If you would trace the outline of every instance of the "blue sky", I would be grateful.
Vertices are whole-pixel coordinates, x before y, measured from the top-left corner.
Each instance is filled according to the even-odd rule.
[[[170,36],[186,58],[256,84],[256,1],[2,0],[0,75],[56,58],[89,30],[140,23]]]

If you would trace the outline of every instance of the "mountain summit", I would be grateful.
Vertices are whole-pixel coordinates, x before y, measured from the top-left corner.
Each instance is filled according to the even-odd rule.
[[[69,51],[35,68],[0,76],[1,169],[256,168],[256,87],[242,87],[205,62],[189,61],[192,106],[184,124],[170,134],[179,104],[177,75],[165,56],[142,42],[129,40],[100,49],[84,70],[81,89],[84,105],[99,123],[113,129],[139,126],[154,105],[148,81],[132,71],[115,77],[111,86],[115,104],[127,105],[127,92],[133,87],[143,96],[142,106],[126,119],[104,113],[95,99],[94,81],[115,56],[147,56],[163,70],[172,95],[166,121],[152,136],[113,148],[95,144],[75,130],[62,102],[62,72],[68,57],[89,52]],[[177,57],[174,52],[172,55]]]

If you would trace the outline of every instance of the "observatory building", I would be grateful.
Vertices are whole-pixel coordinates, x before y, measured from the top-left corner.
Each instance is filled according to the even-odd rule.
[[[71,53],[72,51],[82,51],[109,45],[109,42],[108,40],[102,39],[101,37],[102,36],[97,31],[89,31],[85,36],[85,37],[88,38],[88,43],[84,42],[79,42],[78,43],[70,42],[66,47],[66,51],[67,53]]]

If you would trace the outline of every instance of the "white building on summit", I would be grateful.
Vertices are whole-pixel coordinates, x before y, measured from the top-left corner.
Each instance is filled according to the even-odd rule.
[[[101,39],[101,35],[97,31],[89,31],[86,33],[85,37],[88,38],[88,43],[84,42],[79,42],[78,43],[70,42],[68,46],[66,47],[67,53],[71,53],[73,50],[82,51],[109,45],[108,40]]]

* Stated problem
Using the data above, output each line exactly.

* Response below
If you would trace the outline of every instance of the "blue sky", I would be grateful.
Vertices are whole-pixel coordinates, x before y, measured from the top-left corner.
Each instance is filled according to the even-odd rule.
[[[170,36],[186,58],[256,84],[256,1],[2,0],[0,75],[56,58],[89,30],[140,23]]]

If you would trace the outline of every instance of the "mountain summit", I would be grateful.
Vertices are whole-pixel coordinates, x before y, measured from the top-left corner.
Each instance is filled according to the even-odd rule.
[[[69,51],[35,68],[0,76],[1,169],[256,168],[256,87],[242,87],[205,62],[189,61],[192,106],[184,124],[170,134],[179,104],[177,75],[165,56],[142,42],[129,40],[100,49],[84,70],[81,89],[84,105],[99,123],[113,129],[139,126],[154,105],[148,81],[132,71],[115,77],[111,86],[115,104],[127,105],[127,92],[133,87],[143,96],[142,106],[126,119],[104,113],[95,99],[94,81],[115,56],[147,56],[163,70],[172,95],[166,121],[152,136],[113,148],[95,144],[75,130],[62,102],[62,72],[68,57],[89,52]],[[177,57],[174,52],[172,55]]]

If you would trace the outline of every instance of the "observatory building", I would be grateful.
Vertices are whole-pixel coordinates, x before y, measured from the top-left corner.
Each instance is filled according to the even-odd rule.
[[[71,53],[72,51],[82,51],[109,45],[109,42],[108,40],[102,39],[101,37],[102,36],[97,31],[89,31],[85,36],[85,37],[88,38],[88,43],[84,42],[79,42],[78,43],[70,42],[66,47],[66,51],[67,53]]]

If you would trace the outline of every instance of the "white building on summit", I would be grateful.
Vertices are whole-pixel coordinates, x before y, measured from the top-left corner.
Each instance is filled according to the even-odd rule.
[[[101,39],[101,35],[97,31],[89,31],[86,33],[85,37],[88,38],[88,43],[84,42],[79,42],[78,43],[70,42],[68,46],[66,47],[67,53],[71,53],[73,50],[82,51],[109,45],[108,40]]]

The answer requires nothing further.